(Object location annotation rows)
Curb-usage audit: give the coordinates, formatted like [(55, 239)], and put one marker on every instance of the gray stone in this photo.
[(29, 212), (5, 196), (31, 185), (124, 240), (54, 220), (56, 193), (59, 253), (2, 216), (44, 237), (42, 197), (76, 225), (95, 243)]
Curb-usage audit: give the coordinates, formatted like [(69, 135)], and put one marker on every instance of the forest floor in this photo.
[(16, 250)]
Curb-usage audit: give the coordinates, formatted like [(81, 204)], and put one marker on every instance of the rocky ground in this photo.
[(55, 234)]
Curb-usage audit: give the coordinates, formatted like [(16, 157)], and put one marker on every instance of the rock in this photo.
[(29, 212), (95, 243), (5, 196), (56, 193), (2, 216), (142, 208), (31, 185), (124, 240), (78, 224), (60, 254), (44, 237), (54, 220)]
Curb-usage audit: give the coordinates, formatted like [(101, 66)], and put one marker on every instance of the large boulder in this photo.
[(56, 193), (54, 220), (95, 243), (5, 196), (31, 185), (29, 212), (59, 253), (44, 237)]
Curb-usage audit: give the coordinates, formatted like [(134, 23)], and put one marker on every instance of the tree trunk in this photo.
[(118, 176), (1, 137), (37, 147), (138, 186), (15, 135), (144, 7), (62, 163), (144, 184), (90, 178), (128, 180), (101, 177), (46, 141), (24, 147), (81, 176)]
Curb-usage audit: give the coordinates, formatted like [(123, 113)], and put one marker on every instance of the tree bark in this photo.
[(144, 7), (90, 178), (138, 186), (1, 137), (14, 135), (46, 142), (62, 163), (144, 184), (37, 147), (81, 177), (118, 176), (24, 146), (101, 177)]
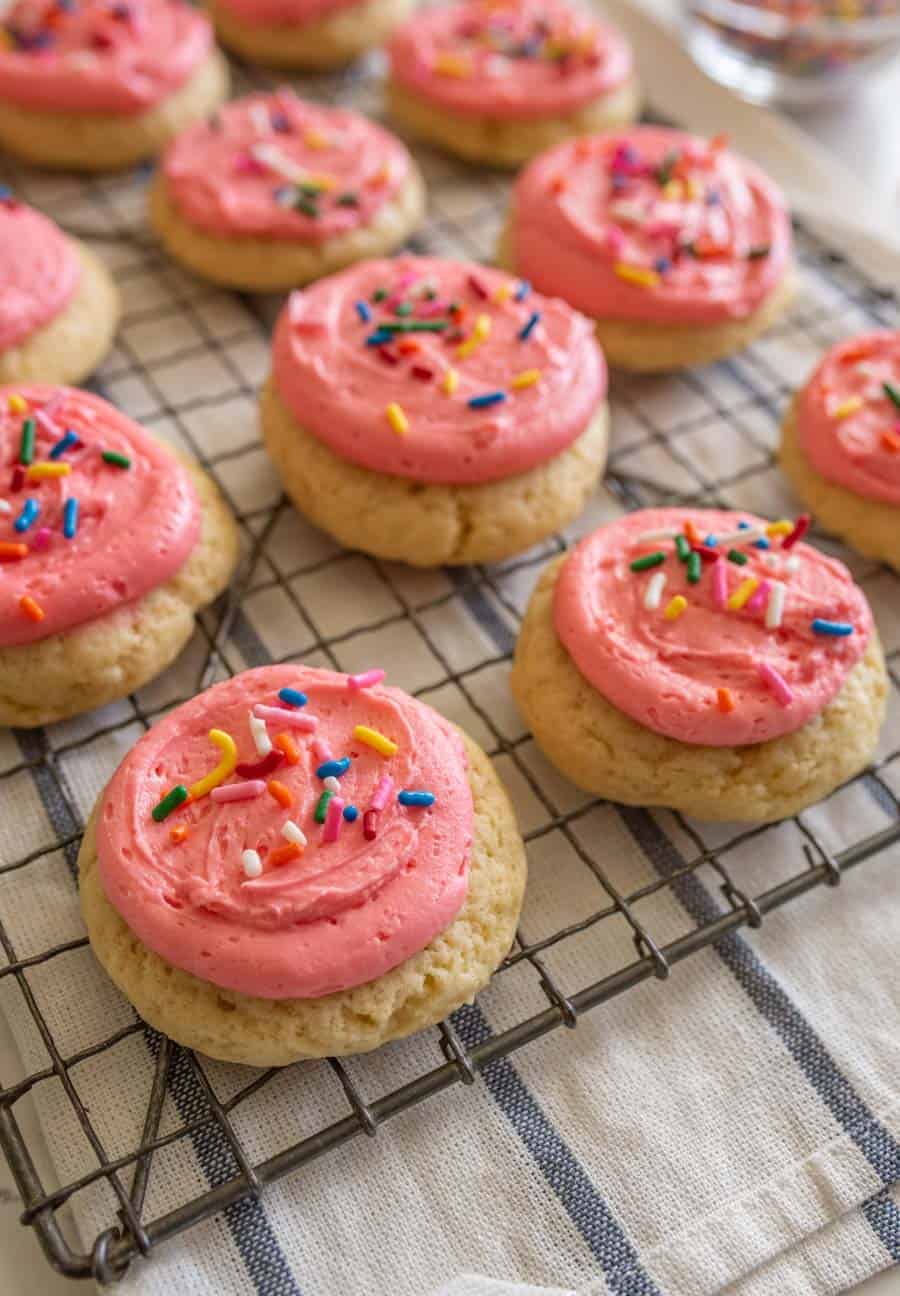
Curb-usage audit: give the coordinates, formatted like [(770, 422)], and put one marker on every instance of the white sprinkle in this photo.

* * *

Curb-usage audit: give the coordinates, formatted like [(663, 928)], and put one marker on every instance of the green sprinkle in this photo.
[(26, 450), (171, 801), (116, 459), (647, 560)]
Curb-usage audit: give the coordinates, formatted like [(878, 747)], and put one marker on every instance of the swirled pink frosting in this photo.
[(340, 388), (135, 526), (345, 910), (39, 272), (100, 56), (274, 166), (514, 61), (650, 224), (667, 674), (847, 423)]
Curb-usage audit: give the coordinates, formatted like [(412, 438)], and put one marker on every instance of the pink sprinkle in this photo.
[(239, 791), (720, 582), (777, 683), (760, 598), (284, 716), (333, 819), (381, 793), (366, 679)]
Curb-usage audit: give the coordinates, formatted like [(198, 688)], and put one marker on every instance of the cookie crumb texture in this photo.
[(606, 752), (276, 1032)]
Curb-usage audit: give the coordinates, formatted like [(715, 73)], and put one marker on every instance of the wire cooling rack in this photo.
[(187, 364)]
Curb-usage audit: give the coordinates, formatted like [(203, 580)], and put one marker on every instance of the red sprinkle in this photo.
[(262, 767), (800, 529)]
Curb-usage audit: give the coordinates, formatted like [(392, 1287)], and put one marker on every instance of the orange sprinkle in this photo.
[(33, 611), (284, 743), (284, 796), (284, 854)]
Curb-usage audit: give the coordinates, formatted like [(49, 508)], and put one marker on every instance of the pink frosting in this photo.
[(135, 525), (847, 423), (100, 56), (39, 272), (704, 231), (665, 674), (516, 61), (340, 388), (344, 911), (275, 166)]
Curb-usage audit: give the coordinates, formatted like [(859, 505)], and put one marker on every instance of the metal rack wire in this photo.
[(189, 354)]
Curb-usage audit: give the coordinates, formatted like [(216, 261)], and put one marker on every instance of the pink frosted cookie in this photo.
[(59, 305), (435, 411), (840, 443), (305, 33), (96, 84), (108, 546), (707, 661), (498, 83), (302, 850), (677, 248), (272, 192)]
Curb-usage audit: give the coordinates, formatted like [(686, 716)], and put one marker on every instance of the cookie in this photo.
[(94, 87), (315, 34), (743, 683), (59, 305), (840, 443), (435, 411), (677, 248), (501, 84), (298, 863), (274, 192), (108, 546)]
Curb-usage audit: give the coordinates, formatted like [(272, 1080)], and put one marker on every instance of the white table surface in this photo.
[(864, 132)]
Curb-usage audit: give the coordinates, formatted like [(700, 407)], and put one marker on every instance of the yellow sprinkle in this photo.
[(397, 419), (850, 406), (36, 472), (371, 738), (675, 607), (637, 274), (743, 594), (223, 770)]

Task directions
Starting at the line that has "texture in this photo." and stopping after the line with "[(262, 767), (800, 529)]", copy those lines again, swapping "marker" for "pin" and leaving all else unchanged.

Result
Curb-usage audit: give the coordinates, formatted like [(198, 688)], and put one pin on every instance of the cookie crumb texture in this photo.
[(606, 752), (276, 1032)]
Curb-usage audit: give the coordinates, formatted like [(715, 73)], and put one pin on every instance of the wire cooling rack in this photo.
[(187, 364)]
Curb-usage audit: give the coordinates, formatted like [(203, 580)], and put one pin on every instance of the red sprinkle in this photo.
[(262, 767), (800, 529)]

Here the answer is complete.